> _Excerpted text_
▽
This is an incredibly silly comparison. It amounts to claiming that a Ford Pinto...

vohk · 2026-05-30T16:44:05 1780159445

I think your analogy makes the opposite case better. A Rolls-Royce and a Pinto have the same real commute time because horsepower isn't the bottleneck, and they both get passengers from point to point. Sure the Pinto explodes a bit but much like the actuaries at Ford, you might well judge the cost of an occasional explosion to be a trade-off you can easily compensate for.

I would argue the process these days has more to do with the harness than the model, at least when we're talking about the SOTA options. Claude Code's biggest advantage isn't Opus, rather it's the shared knowledge the community has been building and sharing around using it effectively. Almost all of the out-of-the-box tutorials and skills and frameworks are build for Claude first, then Codex maybe.

I'd go further and say that CC and Codex are not even the best harnesses available, they just offer the most subsidized rate plans.

ethbr1 · 2026-05-30T17:32:45 1780162365

> Claude Code's biggest advantage isn't Opus, rather it's the shared knowledge the community has been building and sharing around using it effectively.

This. Never underestimate the ability of a large number of power users to substantially improve the actual utility of a complex software product.

They always have more time (and sometimes more skill) than a product's developers.

Sometimes the quantity of monkeys matters more than the quality of the typewriters.
△
> _Action item A_
Translate this sentence from the forum thread on coding harnesses into Spanish: "Never underestimate the ability of a large number of power users to substantially improve the actual utility of a complex software product."
> _Action item B_
Carry on the forum thread on coding harnesses from its final line.

[Dataset entries]
▽
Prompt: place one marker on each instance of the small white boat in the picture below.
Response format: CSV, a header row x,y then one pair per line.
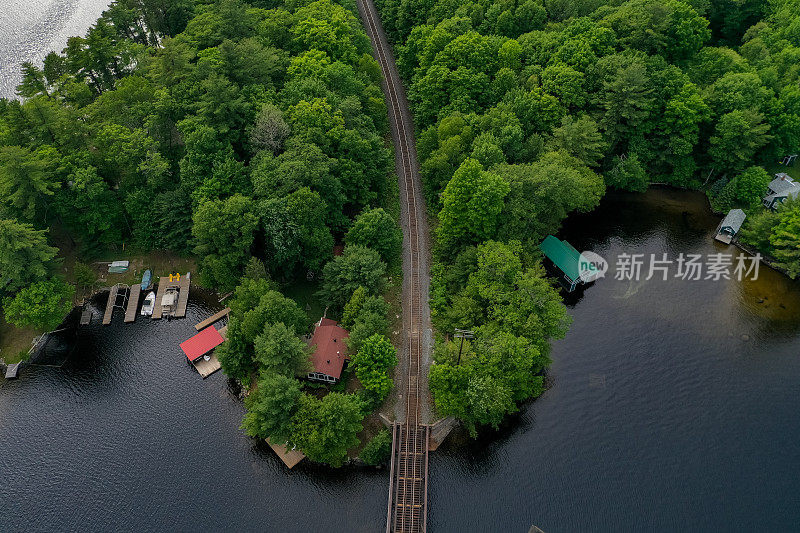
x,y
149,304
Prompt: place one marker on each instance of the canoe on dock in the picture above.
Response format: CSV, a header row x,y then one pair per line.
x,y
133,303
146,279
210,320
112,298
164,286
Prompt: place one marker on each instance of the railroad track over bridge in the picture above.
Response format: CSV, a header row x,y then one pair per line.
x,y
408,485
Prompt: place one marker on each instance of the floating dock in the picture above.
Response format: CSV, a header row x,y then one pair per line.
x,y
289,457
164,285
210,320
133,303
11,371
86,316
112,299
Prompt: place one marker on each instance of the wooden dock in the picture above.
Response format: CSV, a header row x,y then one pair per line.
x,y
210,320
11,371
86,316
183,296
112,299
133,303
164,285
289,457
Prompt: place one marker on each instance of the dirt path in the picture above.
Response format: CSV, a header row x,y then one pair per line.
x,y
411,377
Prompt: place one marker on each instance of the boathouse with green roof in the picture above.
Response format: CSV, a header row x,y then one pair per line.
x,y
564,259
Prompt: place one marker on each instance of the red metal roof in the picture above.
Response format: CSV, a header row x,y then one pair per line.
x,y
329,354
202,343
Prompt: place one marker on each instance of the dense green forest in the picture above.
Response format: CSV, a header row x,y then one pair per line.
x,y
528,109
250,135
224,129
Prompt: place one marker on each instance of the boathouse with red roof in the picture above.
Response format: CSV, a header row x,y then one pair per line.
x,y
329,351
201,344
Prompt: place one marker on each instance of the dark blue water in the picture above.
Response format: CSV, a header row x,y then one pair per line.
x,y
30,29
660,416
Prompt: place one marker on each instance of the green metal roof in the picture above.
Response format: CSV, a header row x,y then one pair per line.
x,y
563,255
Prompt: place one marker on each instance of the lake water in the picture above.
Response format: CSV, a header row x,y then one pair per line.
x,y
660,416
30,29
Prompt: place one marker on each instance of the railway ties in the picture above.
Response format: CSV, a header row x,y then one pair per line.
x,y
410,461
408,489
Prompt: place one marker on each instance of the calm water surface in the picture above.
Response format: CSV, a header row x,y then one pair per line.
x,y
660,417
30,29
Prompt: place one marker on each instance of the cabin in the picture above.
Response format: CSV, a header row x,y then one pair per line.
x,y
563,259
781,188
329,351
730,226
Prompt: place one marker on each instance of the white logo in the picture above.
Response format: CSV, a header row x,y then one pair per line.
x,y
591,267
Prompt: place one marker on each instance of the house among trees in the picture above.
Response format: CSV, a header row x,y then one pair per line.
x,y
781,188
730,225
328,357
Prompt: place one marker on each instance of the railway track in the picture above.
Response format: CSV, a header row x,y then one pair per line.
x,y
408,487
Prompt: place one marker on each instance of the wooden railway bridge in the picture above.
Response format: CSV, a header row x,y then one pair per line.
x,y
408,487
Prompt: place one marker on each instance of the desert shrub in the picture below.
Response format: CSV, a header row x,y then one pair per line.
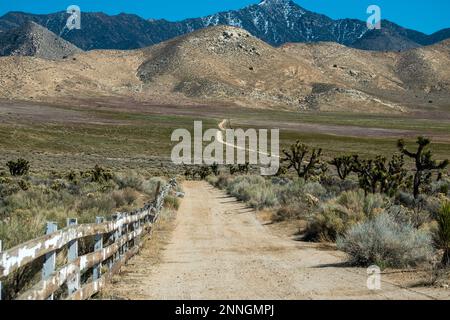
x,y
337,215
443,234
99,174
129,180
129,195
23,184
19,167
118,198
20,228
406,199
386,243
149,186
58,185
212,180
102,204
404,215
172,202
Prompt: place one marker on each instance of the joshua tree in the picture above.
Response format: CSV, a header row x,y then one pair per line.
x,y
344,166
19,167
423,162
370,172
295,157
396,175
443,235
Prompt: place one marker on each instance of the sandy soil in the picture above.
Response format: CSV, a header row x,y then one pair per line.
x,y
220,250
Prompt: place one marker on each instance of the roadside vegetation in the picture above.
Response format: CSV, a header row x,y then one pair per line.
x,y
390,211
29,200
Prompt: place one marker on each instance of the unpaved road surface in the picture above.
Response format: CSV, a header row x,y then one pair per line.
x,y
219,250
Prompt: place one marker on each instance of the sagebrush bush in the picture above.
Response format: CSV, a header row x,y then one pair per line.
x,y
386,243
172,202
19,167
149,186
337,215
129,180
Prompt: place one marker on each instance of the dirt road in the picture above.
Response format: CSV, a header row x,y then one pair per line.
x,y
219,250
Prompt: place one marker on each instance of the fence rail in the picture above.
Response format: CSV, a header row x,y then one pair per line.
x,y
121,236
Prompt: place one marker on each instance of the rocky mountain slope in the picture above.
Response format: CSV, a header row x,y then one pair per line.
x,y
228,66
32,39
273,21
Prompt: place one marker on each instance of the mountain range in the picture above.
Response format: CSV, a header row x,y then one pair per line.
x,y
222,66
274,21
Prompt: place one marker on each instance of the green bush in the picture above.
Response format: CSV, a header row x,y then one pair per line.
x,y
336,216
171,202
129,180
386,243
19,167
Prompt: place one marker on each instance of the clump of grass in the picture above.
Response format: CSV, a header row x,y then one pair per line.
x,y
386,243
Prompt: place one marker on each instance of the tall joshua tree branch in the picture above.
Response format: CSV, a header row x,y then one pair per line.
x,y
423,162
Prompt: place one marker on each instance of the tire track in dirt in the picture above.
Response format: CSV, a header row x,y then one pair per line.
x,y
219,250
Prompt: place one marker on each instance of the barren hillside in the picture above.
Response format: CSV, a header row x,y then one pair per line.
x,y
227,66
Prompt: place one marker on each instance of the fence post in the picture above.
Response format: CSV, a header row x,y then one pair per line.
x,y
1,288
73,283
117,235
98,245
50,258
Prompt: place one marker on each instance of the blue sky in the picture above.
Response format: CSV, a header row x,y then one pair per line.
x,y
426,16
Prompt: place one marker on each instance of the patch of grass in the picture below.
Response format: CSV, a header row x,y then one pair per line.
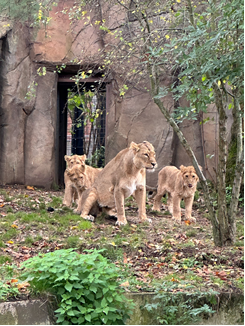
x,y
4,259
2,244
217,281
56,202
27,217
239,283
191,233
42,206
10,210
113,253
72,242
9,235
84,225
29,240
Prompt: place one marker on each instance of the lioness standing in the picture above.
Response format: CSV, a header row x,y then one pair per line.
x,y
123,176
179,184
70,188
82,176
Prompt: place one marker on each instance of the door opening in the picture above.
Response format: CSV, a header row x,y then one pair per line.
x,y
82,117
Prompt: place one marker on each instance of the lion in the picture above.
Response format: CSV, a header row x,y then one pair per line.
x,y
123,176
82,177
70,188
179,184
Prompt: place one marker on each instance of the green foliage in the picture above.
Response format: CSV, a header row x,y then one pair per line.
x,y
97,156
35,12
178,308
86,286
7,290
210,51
△
▽
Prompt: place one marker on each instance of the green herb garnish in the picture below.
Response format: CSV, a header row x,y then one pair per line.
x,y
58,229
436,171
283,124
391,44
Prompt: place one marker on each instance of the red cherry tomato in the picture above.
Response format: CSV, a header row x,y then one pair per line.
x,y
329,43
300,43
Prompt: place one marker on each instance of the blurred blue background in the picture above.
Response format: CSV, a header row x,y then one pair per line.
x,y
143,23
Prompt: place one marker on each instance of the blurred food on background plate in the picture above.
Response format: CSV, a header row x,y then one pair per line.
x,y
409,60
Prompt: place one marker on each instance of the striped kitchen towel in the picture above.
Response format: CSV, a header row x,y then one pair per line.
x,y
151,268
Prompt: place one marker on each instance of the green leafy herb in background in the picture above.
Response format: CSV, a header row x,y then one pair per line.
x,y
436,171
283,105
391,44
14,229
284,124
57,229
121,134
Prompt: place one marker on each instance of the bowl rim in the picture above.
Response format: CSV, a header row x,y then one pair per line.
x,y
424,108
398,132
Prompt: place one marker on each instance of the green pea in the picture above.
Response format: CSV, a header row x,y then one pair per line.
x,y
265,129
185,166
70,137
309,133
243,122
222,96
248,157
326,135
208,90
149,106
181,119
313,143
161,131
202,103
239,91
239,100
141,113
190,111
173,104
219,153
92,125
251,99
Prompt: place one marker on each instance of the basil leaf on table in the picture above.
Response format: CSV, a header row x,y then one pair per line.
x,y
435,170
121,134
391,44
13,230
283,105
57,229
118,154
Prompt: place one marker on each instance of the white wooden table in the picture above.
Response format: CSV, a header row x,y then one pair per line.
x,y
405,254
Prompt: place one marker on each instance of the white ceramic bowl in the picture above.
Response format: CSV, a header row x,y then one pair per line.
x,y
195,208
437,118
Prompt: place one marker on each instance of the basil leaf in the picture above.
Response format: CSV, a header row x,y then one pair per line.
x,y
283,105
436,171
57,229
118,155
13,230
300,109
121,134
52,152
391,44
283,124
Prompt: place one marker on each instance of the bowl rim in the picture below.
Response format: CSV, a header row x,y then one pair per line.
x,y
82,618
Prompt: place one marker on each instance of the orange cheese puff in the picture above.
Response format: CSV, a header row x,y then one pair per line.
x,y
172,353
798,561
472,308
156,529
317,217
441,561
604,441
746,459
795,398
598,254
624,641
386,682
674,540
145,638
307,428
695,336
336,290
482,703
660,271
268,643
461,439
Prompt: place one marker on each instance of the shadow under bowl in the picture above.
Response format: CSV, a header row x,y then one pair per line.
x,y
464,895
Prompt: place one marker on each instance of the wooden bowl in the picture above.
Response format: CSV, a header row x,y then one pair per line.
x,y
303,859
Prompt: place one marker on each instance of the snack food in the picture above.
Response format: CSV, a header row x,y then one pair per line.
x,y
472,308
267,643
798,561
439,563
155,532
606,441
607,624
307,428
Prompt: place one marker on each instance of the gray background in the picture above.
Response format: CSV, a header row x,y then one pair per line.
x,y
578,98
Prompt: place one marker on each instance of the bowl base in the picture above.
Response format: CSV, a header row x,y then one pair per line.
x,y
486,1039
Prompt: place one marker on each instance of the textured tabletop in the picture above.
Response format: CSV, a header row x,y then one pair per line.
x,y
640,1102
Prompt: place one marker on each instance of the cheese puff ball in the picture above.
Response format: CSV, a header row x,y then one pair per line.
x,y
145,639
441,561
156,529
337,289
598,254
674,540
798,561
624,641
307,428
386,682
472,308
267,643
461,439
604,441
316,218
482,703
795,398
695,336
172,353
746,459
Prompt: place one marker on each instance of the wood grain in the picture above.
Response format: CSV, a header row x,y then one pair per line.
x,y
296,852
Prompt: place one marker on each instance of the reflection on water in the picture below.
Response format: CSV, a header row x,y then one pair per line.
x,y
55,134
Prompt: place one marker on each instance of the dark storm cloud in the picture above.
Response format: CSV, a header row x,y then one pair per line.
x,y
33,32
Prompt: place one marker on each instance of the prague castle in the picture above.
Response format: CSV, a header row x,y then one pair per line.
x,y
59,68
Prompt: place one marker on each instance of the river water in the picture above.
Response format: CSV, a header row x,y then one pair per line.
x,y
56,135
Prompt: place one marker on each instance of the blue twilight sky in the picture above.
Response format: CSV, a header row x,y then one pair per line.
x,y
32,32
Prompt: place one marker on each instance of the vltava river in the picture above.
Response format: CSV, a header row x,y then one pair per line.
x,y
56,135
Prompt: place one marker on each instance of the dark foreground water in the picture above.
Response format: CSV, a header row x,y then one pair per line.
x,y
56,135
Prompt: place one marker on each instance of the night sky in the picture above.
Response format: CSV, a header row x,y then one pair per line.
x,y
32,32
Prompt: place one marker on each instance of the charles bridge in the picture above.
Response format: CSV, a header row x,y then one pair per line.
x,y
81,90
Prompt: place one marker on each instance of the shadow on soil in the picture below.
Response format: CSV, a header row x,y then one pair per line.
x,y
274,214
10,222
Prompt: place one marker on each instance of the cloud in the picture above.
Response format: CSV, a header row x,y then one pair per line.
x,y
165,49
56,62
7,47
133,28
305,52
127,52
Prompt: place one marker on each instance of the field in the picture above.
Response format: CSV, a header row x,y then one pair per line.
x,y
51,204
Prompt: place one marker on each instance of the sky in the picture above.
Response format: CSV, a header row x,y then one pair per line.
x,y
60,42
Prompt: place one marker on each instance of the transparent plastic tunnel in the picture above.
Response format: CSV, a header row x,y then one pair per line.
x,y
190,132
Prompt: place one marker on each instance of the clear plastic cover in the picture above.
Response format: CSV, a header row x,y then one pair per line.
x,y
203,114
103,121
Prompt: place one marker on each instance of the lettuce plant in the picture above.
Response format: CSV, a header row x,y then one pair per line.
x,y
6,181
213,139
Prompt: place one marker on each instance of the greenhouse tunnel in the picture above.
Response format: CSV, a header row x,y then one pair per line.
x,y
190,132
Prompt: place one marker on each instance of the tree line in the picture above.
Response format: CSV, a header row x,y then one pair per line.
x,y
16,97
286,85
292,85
△
> _Expected output A_
Nunca subestimes la capacidad de un gran número de usuarios avanzados para mejorar sustancialmente la utilidad real de un producto de software complejo.

> _Expected output B_
amazingamazing · 2026-05-30T16:16:51 1780157811

In my test the prompt was the same and all suggestions were auto accepted so indeed there was no difference other than model and harness. The amount of characters typed and interaction with the harnesses were exactly the same.

kbenson · 2026-05-30T17:53:39 1780163619

To keep with the analogy, isn't that sort of like testing two cars by having them both drive the same few hundred foot stretch of new road at the posted speed limit of 35 MPH? You will test some things doing that, but not particularly well, and hardly all the things people find interesting and useful for comparing the performance of cars.

To bring ng this back to the discussion at hand (and to be redundant, as it's been mentioned here already), there are many aspects of using an LLM that are not purely about the output from a single or few well formed prompts. Additionally, if the end results are very similar, these othrr aspects will have an outsized influence on people's perspective of the tools, as they're the only differences worth choosing one model over another.